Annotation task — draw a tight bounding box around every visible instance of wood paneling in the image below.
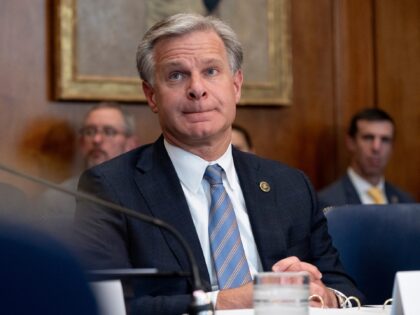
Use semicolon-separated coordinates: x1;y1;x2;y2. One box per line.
0;0;420;198
375;0;420;200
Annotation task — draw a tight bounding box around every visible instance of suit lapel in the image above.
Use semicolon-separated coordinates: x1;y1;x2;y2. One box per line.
134;137;210;287
343;174;362;204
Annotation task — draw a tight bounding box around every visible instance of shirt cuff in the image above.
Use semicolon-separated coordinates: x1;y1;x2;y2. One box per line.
206;290;220;309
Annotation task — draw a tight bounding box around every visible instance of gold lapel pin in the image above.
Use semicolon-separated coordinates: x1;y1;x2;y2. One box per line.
260;181;271;192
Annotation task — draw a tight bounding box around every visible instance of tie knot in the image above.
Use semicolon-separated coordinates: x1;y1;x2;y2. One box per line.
204;164;223;185
367;187;385;204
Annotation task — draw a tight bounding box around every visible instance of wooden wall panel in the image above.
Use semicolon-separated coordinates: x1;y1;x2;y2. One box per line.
375;0;420;200
333;0;375;174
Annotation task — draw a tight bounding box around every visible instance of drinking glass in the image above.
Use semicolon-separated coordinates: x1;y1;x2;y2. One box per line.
253;272;309;315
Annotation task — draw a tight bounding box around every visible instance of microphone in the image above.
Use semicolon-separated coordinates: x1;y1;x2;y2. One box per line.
0;163;214;315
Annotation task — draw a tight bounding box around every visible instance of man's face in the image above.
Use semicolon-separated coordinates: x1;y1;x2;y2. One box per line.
143;31;242;148
80;108;135;167
232;129;252;152
347;120;394;179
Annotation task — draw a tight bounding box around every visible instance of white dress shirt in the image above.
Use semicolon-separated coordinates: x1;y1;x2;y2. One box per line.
347;167;388;205
164;140;262;302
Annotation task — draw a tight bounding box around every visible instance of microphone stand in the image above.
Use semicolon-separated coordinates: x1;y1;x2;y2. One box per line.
0;164;214;315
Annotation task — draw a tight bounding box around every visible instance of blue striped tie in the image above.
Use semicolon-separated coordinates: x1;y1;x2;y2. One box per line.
204;164;251;289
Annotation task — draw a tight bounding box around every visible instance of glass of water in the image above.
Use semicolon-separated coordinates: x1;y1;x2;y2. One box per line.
253;272;309;315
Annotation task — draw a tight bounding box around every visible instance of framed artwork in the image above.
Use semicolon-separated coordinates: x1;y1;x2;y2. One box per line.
54;0;293;105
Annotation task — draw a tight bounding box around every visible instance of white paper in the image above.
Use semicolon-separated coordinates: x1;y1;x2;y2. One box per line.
391;271;420;315
90;280;127;315
216;306;390;315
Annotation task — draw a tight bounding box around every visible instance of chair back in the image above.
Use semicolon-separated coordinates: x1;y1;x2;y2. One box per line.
0;222;98;315
326;204;420;304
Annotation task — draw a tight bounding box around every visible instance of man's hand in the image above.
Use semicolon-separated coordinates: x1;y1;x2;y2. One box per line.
216;282;253;310
272;256;338;308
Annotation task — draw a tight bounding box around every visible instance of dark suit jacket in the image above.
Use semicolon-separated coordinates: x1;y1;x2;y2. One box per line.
318;174;415;209
76;137;361;314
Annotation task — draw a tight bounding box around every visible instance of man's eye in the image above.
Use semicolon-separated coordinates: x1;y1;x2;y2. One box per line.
169;72;183;81
206;68;218;76
103;127;118;137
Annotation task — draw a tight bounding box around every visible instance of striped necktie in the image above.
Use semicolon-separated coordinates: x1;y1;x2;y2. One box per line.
367;187;385;204
204;164;251;289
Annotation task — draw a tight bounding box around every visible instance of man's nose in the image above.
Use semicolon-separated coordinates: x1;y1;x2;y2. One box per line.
187;74;207;100
92;130;104;143
372;138;382;151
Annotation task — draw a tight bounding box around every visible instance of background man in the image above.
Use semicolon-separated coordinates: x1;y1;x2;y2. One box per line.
318;108;414;208
39;102;137;225
76;14;361;314
232;124;254;152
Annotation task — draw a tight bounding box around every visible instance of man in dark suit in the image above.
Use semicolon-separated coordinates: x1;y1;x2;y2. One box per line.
76;14;362;314
318;108;415;209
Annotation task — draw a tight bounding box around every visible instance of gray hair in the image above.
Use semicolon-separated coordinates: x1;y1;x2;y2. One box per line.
137;13;243;84
85;102;136;137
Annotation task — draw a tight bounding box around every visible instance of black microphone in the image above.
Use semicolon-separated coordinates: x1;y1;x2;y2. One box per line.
0;163;214;315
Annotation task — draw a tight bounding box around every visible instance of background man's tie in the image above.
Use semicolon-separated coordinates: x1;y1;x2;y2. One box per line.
367;187;385;204
204;164;251;289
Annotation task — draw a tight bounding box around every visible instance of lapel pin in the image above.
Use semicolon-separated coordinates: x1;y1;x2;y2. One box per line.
260;181;271;192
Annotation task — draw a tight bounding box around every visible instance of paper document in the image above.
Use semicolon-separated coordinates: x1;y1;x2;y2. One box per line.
216;305;391;315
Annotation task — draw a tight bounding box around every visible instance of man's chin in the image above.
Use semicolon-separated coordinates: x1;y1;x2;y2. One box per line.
87;157;107;168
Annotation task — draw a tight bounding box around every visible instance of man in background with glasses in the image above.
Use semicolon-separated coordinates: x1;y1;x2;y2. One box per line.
38;102;137;231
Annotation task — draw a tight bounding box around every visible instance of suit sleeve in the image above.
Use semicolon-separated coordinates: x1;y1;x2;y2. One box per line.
75;170;197;314
303;175;364;301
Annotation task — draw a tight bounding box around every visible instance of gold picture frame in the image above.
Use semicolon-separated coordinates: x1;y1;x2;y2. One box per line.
54;0;293;105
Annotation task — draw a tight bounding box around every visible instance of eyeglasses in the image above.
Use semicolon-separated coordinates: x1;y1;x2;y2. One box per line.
79;126;126;138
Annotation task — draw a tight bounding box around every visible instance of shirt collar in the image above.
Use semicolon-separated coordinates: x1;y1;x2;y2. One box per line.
164;139;236;193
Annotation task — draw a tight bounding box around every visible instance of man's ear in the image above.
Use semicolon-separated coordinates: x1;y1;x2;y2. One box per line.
125;136;139;152
233;69;244;103
142;81;159;113
345;135;355;152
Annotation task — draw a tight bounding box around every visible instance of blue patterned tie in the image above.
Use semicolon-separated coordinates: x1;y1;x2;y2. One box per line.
204;164;251;289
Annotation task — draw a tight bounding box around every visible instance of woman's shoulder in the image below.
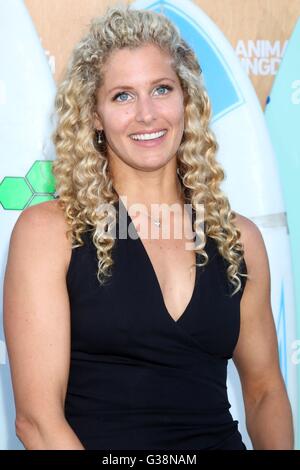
++++++++
→ Objective:
Could you copy out everything from the very start of the rows above down to the line containing "164;140;262;302", both ends included, word for word, with the pictures left out?

→ Response to this exercise:
Annotation task — draw a tight bounding box around every visible instance of wood paneling in the image below.
Use semicolon-separated coordinates: x1;y1;x2;y2. One box per line.
0;0;420;198
375;0;420;200
Annotation task — draw a tight bounding box around every visible instance of suit lapel in the image above.
Use semicolon-separated coordinates: x1;y1;x2;y2. One box per line.
134;137;210;287
343;174;362;204
Annotation task — draw a tight bounding box around every visible instance of shirt cuff in the image above.
Use semicolon-separated coordinates: x1;y1;x2;y2. One box per line.
206;290;220;309
Annotation task — draw a tight bounding box around every visible instance of gold lapel pin in the image above.
Use semicolon-separated coordinates: x1;y1;x2;y2. One box per line.
260;181;271;192
Annotation task — draw a tight bounding box around every visible instance of tie knot in the image above.
Use semicolon-separated coordinates: x1;y1;x2;y2. One box per line.
204;164;223;185
367;187;385;204
Annotation task — draw a tight bounding box around every visible instance of wooden wall panel in the image above.
Use semicolon-separated coordinates: x1;y1;x2;y2. One box per line.
375;0;420;200
333;0;375;174
Annotation task — draw a tight bounding box around every visible instance of drinking glass in the image above.
Use semicolon-separated coordinates: x1;y1;x2;y2. One box per line.
253;272;309;315
Annotation task — draw a tight bounding box around every visible instance of microphone in the image above.
Use semicolon-separated coordinates: x1;y1;x2;y2. One box per line.
0;163;214;315
Annotation task — draw a tight bounding box around every visible instance of man's face in the image above.
Use semicolon-separated coordinates: x1;y1;x2;y2. One box per line.
143;31;242;148
80;108;135;167
232;129;252;152
347;120;394;179
Annotation task — draw a tight bounding box around every visible instance of white dress shirt in the image above.
Use semicolon-separated coordinates: x1;y1;x2;y2. One box per line.
347;167;388;205
164;140;262;302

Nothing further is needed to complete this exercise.